SEZIONE DEL DOCUMENTO:
Il giallo delle api sparite Primi indiziati i cellulari
Che fossero laboriose e organizzatissime lo si sapeva, e anche che rappresentassero un indicatore ambientale straordinariamente sensibile. Le api non apprezzano ad esempio i campi Ogm, li evitano accuratamente e a quanto pare trasmettono messaggi di allarme anche alle loro compagne che non hanno ancora sorvolato coltivazioni transgeniche. Ma che fossero gravemente minacciate anche dalle onde elettromagnetiche dei nostri cellulari è una spiacevole novità, annunciata da alcuni studiosi tedeschi dell'Università di Landau: gli insetti, secondo le loro ricerche, rifiutano di rientrare negli alveari se nei paraggi vengono piazzati ripetitori o congegni elettromagnetici. Il loro sistema di «navigazione» ne verrebbe sconvolto, al punto che non riuscirebbero più a ritrovare la strada per le arnie.

Sarebbe questa - benché ancora controversa - la spiegazione della recente moria di sciami in molte parti del mondo, imputata finora alla presenza di parassiti o alla carenza di polline. I telefonini provocherebbero quello che in termini scientifici viene definito «Colony collapse disorder», ovvero la morte degli insetti lontano da casa. Il fenomeno, registrato dallo scorso autunno negli Usa, è stato segnalato anche in Europa, dapprima in Spagna, ora anche in Germania e Inghilterra. La misteriosa malattia sta decimando le api americane, mettendo a repentaglio l’impollinazione di molte colture e provocando danni per centinaia di migliaia di dollari. Negli ultimi tempi gli apicoltori di una ventina di Stati americani hanno registrato perdite fino all’80 per cento della popolazione di api. Un fenomeno inconsueto per diffusione e gravità.

IL PROBLEMA: Quale passo dell'articolo sulle api va da «Sarebbe questa - benché» fino a «diffusione e gravità.» compreso? Estrailo senza alcuna modifica.

DATI ESTRATTI:
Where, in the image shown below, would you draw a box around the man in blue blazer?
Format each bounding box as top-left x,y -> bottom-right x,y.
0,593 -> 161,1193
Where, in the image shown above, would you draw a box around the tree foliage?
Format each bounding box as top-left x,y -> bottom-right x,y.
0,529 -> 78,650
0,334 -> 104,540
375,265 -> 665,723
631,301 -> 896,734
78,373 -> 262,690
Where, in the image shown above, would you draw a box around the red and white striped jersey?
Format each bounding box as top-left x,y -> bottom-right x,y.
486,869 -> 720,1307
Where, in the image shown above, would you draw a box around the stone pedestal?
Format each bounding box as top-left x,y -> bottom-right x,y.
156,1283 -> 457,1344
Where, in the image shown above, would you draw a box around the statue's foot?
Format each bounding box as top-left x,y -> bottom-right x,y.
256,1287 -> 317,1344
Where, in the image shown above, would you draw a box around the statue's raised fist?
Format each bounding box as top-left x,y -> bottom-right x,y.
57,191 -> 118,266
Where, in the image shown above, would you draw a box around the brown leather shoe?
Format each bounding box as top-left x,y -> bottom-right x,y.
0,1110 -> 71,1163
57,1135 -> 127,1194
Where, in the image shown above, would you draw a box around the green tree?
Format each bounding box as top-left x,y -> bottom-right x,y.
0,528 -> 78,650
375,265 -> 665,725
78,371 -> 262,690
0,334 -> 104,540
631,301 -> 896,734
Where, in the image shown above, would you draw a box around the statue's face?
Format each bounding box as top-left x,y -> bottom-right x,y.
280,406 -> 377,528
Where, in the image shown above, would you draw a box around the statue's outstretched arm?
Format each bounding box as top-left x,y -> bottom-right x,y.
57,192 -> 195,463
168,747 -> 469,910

SOLUZIONE QUI SOTTO:
Sarebbe questa - benché ancora controversa - la spiegazione della recente moria di sciami in molte parti del mondo, imputata finora alla presenza di parassiti o alla carenza di polline. I telefonini provocherebbero quello che in termini scientifici viene definito «Colony collapse disorder», ovvero la morte degli insetti lontano da casa. Il fenomeno, registrato dallo scorso autunno negli Usa, è stato segnalato anche in Europa, dapprima in Spagna, ora anche in Germania e Inghilterra. La misteriosa malattia sta decimando le api americane, mettendo a repentaglio l’impollinazione di molte colture e provocando danni per centinaia di migliaia di dollari. Negli ultimi tempi gli apicoltori di una ventina di Stati americani hanno registrato perdite fino all’80 per cento della popolazione di api. Un fenomeno inconsueto per diffusione e gravità.